Extrait choisi:
<<<<
Pourquoi les scientifiques sont surpris des niveaux de smog des sables bitumineux

Le rapport sur la pollution de l’air publié dans la revue Nature (1) choque même les meilleurs chercheurs du Canada. Pendant n’importe quelle chaude journée, les guides de tournées des sites de Shell et Syncrude qualifiaient les vapeurs semblables à celle de l’essence qui s’émanaient des immenses mines à ciel ouvert de Fort McMurrray de "l’odeur de l’argent."

Traduction Les AmiEs du Richelieu.

Mais une nouvelle étude publiée dans Nature donne un autre nom pour la puanteur : pollution de l’air en volumes d’une méga-cité.

En réalité les sables bitumineux, qui sont déjà la plus importante source de gaz à effet de serre du Canada, portent un nouveau sobriquet sinistre : "l’une des plus importantes sources d’aérosols organiques secondaires anthropiques de l’Amérique du Nord."

Les chercheurs décrivent les "aérosols organiques secondaires" ou AOS comme des gaz et des particules qui interagissent avec la lumière solaire de façons complexes et sont relâchés par les matières végétales de la planète ainsi que les machines et les industries qui brûlent des combustibles fossiles.
>>>>
Données affichées:
<<<<
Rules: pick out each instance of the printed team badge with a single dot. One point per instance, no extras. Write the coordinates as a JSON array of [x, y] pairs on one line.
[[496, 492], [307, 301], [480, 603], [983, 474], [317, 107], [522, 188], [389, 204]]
>>>>
Consigne de travail:
Reproduisez intégralement l’extrait sur le smog des sables bitumineux, sans rien y modifier. Les lignes n’ont aucun lien avec l’extrait.

Réponse attendue:
Pourquoi les scientifiques sont surpris des niveaux de smog des sables bitumineux

Le rapport sur la pollution de l’air publié dans la revue Nature (1) choque même les meilleurs chercheurs du Canada. Pendant n’importe quelle chaude journée, les guides de tournées des sites de Shell et Syncrude qualifiaient les vapeurs semblables à celle de l’essence qui s’émanaient des immenses mines à ciel ouvert de Fort McMurrray de "l’odeur de l’argent."

Traduction Les AmiEs du Richelieu.

Mais une nouvelle étude publiée dans Nature donne un autre nom pour la puanteur : pollution de l’air en volumes d’une méga-cité.

En réalité les sables bitumineux, qui sont déjà la plus importante source de gaz à effet de serre du Canada, portent un nouveau sobriquet sinistre : "l’une des plus importantes sources d’aérosols organiques secondaires anthropiques de l’Amérique du Nord."

Les chercheurs décrivent les "aérosols organiques secondaires" ou AOS comme des gaz et des particules qui interagissent avec la lumière solaire de façons complexes et sont relâchés par les matières végétales de la planète ainsi que les machines et les industries qui brûlent des combustibles fossiles.